# Benefits Abroad. Help please



## johnsammc (9 Jan 2011)

Hi everyone,

I`ve been unemployed for nearly 2 years and i`ve given up hope here in Ireland. I have a friend who lives in the Netherlands and he as suggested i try there. He will give me accomodation till i find something. My question is can a get my benefit here transferred for a time. Ive been told i can. I`m only looking for help till i find work. Can anyone help with information on this. Any help would be much appreciated. I currently receive £186 per week 

John


----------



## eastbono (9 Jan 2011)

Are you receiving Jobseekers Benefit or Jobseekers Allowance?


----------



## gipimann (9 Jan 2011)

If you've been unemployed and signing on for 2 years, you're most likely on Jobseeker's Allowance, which is not transferrable outside Ireland.


----------



## johnsammc (9 Jan 2011)

gipimann said:


> If you've been unemployed and signing on for 2 years, you're most likely on Jobseeker's Allowance, which is not transferrable outside Ireland.


 
Yes i`m on Jobseekers Allowance. Thanks for the replies. I was hoping i`d get a bit of help for a few weeks till i found something. Is this definately the case as i was going to go to the Welfare Office and ask

Thanks again

John


----------



## gipimann (9 Jan 2011)

Yes, it's definitely the case.  Since JA is means-tested and not based on PRSI contributions, it can't be transferred.


----------



## Lou34 (10 Jan 2011)

Hi.  I have been living and working in Holland for the last two years.  Unfortunately as per the previous posters you cannot transfer job seekers to NL.  In addition it is very hard to apply for Dutch social welfare without having first worked here for a period of 36 weeks consecutively.  The good news is that there are quite a lot of employment opportunities here depending on your field of experience/qualification etc.  Knowledge of the Dutch language is desirable but certainly not essential as many of the larger corporates around the Randstad i.e.Amsterdam, The Hague and Rotterdam speak English as a business language.

I have listed below some English speaking job recruitment agencies so you can see what sort of work is available and the type of salaries.  In general salaries are lower here and income tax high but you do get a lot more for your money.  Food etc. is cheaper.  Private health insurance is a must here.  Everbody needs to have it and you can allow about 100 Euro a month for that.  But that will cover you for all doctors appointments, prescriptions etc.

www.adamsrecruit.nl
www.undutchables.nl
www.kellyservices.nl
www.englishlanguagejobs.com
www.bluelynx.nl
www.randstad.nl
www.uniquemls.com


Good luck and feel free to PM me if you need any more advice.
Lou


----------



## Bronte (11 Jan 2011)

As Gipimann says you cannot transfer your dole. That shouldn't stop you going however. Anything is worth a go. If it's at all possible to save a bit you won't need much in Holland only food while you stay with your friend. The Dutch are frugal and your friend is probably used to that type of lifestyle and has said he'll put you up and wouldn't be expecting you to contribute (as many Irish before him have done for others). How about setting a time frame on it, give it 3 weeks.


----------

--- --- ---

→ What is expected: Please transcribe the forum thread on moving benefits abroad, beginning at the words "As Gipimann says" and stopping after "it 3 weeks.". Rely on the forum thread above and nothing else, not the data.

→ Dataset extract:
--- --- ---

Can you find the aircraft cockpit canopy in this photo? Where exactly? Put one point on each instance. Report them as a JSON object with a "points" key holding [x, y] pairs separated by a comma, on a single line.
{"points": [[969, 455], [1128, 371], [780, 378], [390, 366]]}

--- --- ---

→ Output for this exercise:
As Gipimann says you cannot transfer your dole. That shouldn't stop you going however. Anything is worth a go. If it's at all possible to save a bit you won't need much in Holland only food while you stay with your friend. The Dutch are frugal and your friend is probably used to that type of lifestyle and has said he'll put you up and wouldn't be expecting you to contribute (as many Irish before him have done for others). How about setting a time frame on it, give it 3 weeks.